*RECORDS SUPPLIED*:
**********

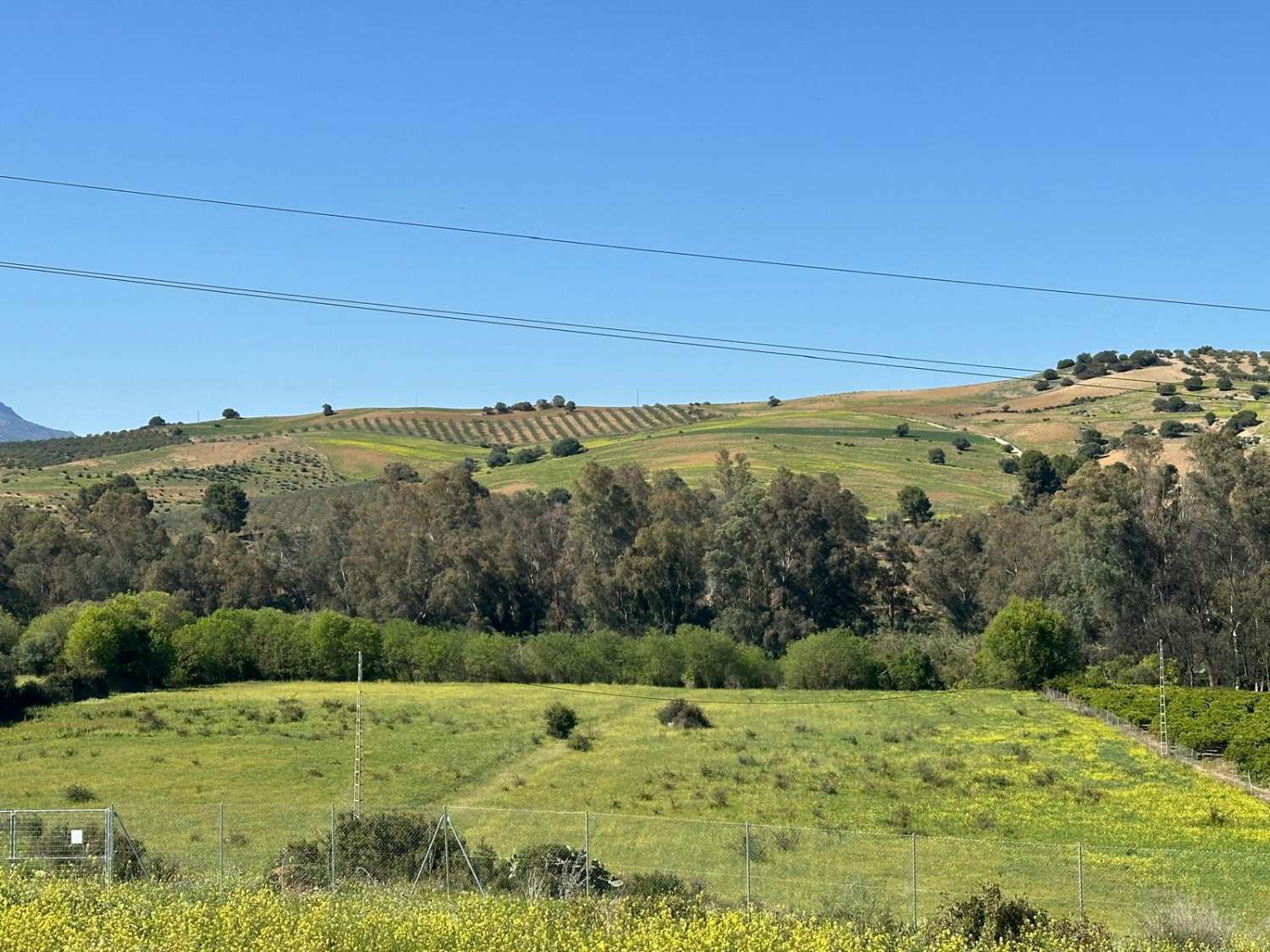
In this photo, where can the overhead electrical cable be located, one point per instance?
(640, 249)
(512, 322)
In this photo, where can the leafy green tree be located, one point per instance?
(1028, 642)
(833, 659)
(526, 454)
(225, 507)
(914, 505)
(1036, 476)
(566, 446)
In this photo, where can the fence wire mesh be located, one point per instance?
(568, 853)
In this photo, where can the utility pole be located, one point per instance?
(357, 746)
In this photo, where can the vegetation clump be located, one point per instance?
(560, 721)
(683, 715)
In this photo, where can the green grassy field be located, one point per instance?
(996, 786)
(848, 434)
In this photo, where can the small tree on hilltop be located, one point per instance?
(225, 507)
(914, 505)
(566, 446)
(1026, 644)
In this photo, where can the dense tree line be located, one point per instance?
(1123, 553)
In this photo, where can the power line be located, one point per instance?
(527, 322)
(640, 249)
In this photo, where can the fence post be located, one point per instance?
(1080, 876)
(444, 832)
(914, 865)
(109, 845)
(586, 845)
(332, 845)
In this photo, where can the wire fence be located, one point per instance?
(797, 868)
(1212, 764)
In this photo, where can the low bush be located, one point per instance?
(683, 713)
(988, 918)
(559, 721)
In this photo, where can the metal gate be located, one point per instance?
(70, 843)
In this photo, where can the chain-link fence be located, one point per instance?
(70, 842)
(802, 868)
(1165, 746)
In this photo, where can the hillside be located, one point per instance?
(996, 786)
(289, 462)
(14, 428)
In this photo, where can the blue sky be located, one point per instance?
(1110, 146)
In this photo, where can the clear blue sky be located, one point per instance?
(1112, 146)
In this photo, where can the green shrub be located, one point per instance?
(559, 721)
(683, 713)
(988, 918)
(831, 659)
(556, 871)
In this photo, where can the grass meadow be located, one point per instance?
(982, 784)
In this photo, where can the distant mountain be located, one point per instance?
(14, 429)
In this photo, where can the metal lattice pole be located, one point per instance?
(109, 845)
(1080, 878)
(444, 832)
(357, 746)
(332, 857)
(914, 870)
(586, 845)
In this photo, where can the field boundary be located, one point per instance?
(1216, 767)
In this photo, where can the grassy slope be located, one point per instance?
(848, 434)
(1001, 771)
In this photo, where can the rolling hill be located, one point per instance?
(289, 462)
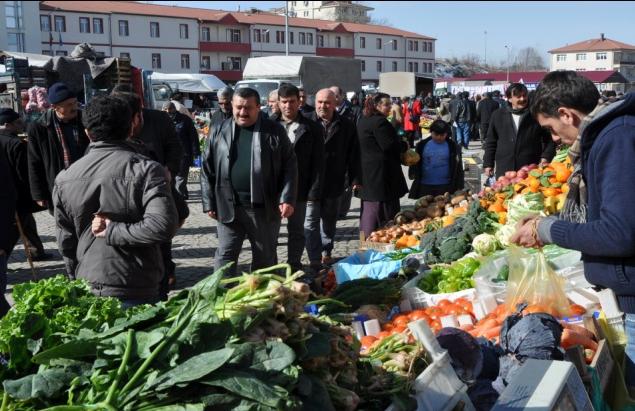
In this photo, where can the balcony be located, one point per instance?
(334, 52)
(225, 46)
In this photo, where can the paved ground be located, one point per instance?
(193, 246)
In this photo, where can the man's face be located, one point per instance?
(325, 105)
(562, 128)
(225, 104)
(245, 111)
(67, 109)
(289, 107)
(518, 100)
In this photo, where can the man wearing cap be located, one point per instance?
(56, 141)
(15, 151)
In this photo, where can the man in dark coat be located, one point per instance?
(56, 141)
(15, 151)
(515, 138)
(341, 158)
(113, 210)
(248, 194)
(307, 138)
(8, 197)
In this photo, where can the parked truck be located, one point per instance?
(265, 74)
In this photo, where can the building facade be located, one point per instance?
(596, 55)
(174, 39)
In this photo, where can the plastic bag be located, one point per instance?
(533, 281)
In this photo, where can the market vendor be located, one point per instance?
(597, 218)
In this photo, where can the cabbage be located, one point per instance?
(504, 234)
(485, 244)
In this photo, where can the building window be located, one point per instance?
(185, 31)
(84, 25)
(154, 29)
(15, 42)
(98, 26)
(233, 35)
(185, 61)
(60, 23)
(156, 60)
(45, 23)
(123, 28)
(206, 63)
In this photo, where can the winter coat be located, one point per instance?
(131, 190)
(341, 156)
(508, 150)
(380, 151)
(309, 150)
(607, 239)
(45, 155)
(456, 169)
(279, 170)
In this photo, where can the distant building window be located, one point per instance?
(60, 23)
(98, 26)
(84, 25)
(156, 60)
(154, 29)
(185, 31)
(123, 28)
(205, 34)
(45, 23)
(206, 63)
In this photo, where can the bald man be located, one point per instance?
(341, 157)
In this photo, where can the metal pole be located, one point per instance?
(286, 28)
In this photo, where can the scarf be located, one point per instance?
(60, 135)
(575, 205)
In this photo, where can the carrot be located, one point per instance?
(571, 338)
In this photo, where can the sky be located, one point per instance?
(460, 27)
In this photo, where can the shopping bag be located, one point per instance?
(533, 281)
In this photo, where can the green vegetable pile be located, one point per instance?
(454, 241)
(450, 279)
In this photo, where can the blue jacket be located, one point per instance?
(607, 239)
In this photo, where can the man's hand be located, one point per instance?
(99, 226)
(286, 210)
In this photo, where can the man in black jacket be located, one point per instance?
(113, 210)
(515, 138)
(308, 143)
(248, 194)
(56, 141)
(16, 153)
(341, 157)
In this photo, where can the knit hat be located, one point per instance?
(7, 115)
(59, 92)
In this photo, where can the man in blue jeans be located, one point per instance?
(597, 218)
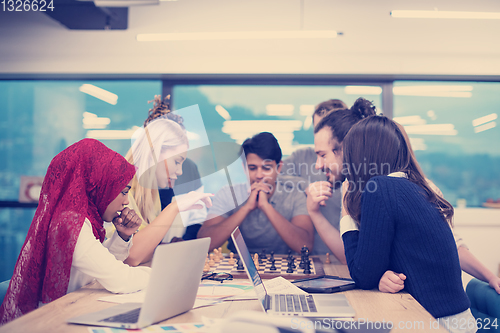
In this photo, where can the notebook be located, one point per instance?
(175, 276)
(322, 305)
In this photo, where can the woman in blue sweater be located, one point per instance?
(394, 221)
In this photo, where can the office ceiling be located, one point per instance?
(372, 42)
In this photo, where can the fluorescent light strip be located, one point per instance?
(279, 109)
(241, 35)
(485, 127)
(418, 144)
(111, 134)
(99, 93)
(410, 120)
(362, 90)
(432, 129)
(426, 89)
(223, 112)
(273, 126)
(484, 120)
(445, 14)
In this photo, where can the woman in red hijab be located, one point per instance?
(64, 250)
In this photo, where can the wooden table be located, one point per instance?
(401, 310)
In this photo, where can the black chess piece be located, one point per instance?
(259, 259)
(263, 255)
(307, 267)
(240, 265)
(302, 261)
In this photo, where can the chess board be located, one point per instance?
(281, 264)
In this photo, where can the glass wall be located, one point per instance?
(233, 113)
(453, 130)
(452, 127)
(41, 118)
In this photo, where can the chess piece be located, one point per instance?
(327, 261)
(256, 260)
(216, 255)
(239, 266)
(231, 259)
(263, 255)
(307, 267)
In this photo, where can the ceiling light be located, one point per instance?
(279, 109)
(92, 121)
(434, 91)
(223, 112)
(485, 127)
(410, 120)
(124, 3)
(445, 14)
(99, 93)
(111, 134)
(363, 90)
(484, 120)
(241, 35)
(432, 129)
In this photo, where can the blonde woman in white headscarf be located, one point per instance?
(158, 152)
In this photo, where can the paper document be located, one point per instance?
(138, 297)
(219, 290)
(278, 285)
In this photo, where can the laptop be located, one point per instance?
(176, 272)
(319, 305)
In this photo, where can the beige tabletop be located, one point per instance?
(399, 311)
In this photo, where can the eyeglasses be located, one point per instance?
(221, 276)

**********

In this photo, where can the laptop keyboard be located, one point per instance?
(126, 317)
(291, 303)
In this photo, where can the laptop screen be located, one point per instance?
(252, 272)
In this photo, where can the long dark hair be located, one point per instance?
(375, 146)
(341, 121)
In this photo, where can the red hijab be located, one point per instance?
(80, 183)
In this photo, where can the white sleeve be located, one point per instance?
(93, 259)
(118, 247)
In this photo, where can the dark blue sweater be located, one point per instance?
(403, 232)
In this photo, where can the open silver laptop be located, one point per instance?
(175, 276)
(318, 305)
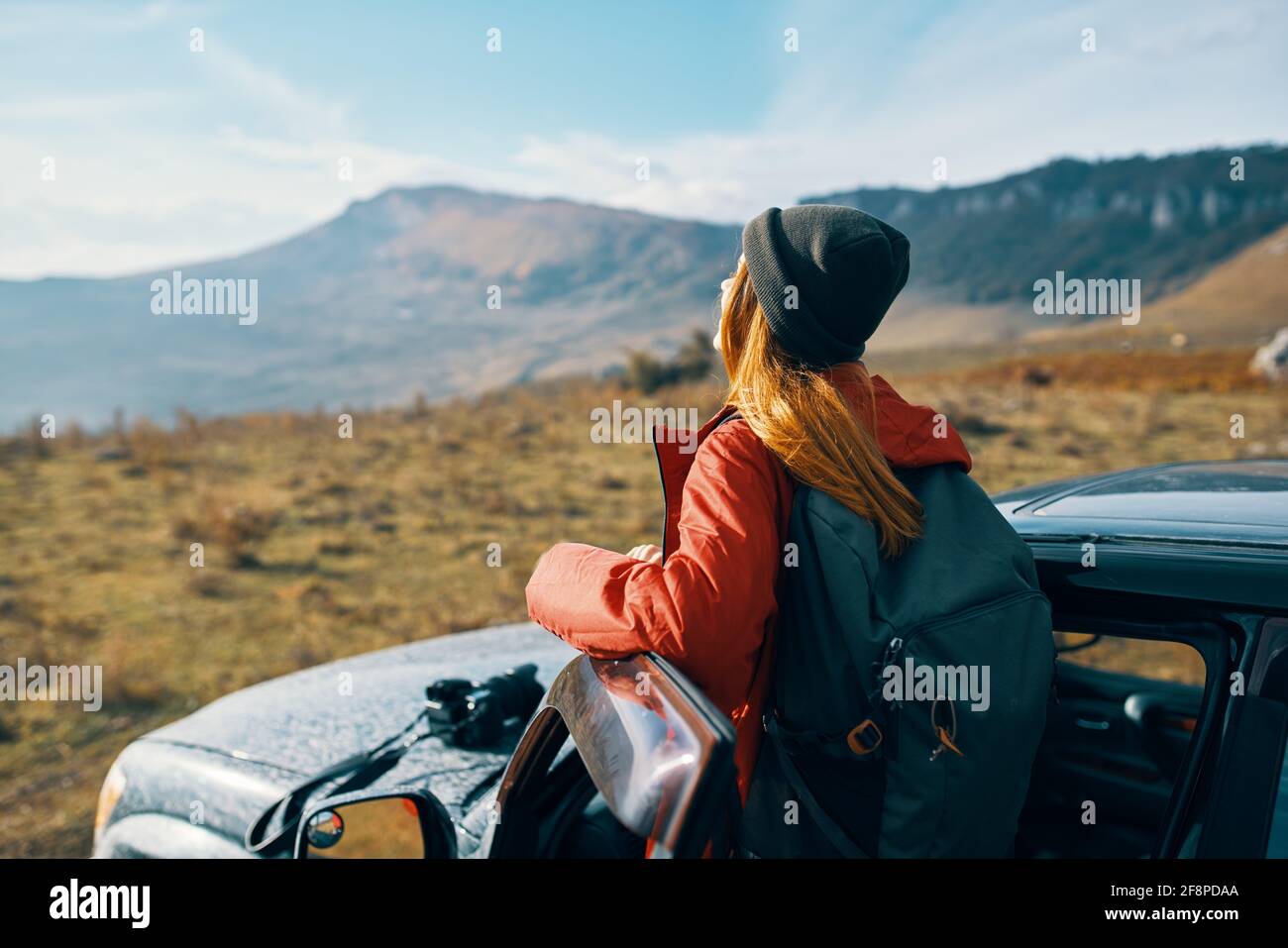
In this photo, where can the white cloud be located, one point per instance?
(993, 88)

**********

*BRIEF*: Pick out every line of the records that contains the word "piece", and copy each one.

*ANSWER TO THE EXERCISE*:
In this photo, where can the black chess piece be located, one point per instance?
In this photo, where can the chess piece be located, one point per instance?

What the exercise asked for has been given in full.